Please render every line of the rows below as a JSON list of strings, with one string per line and no blank lines.

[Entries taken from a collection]
▶

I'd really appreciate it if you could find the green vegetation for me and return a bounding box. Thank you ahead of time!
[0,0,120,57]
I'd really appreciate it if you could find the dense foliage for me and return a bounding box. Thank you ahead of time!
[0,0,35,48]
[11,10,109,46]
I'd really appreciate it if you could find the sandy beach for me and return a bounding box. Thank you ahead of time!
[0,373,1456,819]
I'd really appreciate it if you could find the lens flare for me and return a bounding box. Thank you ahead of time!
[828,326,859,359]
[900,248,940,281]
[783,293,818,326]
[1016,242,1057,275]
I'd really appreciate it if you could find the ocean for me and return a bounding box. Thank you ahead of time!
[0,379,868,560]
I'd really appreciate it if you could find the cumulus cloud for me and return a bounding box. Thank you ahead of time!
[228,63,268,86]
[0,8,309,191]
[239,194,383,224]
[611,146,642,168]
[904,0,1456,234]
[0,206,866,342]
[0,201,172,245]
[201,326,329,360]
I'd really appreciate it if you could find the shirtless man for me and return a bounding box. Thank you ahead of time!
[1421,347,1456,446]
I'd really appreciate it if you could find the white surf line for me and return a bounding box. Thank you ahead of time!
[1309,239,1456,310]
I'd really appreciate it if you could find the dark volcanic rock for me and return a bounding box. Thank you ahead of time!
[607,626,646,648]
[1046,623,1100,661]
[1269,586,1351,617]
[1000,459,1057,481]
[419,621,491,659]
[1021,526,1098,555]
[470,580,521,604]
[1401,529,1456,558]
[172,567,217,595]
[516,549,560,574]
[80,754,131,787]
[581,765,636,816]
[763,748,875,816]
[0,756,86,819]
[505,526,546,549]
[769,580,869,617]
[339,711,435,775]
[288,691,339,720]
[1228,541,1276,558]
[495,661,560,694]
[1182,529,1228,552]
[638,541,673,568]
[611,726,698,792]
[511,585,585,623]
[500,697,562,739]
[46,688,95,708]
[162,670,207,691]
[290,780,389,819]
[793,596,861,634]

◀

Written answer:
[
  "I'd really appreciate it if you could find the green vegetation for me and return a bounding box. Thank you ahead of time!",
  "[0,0,120,57]",
  "I'd really appreciate it if you could find the dense foliage for me and return a bounding box. Thank you ahead of time!",
  "[0,0,35,48]",
  "[11,10,109,46]",
  "I'd really appreciate it if you could find the sandy beach for me and return a bounding box. Thank you ahead of time!",
  "[0,373,1456,819]",
  "I'd really appreciate it if you could find the lens flare for me and return a bounding box. Thank you ahead of time!",
  "[828,326,859,359]",
  "[900,248,940,281]",
  "[783,293,818,326]",
  "[1016,242,1057,275]",
  "I'd really appreciate it if you could find the ocean for me and return a bounding box. Thank you ahead of time!",
  "[0,379,868,560]",
  "I'd really appreciate it if you could find the cumulus cloud for me and return a bounding box. Thank you ahead of time!",
  "[228,63,268,86]",
  "[0,8,309,191]",
  "[239,194,383,224]",
  "[611,146,642,168]",
  "[904,0,1456,234]",
  "[0,206,866,342]",
  "[0,201,172,245]",
  "[201,326,329,360]",
  "I'd really appreciate it if you could find the shirtless man for me and return a bounding box. Thank you ahead of time!",
  "[1421,347,1456,446]",
  "I'd really appreciate it if you could find the white surf line for me and return a bounding box. Thank you ahead of time!",
  "[1309,239,1456,310]",
  "I'd really appreciate it if you could find the dark volcanic rock for me and return a bounding box. Thank you ahead of time!",
  "[607,626,646,648]",
  "[1046,623,1100,661]",
  "[1269,586,1351,617]",
  "[1000,459,1057,481]",
  "[419,621,491,659]",
  "[1021,526,1098,555]",
  "[470,580,521,604]",
  "[1401,529,1456,558]",
  "[172,567,217,595]",
  "[516,549,560,574]",
  "[80,754,131,787]",
  "[581,765,636,816]",
  "[763,748,875,816]",
  "[0,756,86,819]",
  "[505,526,546,549]",
  "[769,580,869,617]",
  "[339,711,435,775]",
  "[288,691,339,720]",
  "[1228,541,1276,558]",
  "[495,661,560,694]",
  "[1182,529,1228,552]",
  "[638,541,673,568]",
  "[611,726,698,792]",
  "[511,585,585,623]",
  "[500,697,562,739]",
  "[46,688,95,708]",
  "[162,670,207,691]",
  "[290,780,389,819]",
  "[793,596,861,634]"
]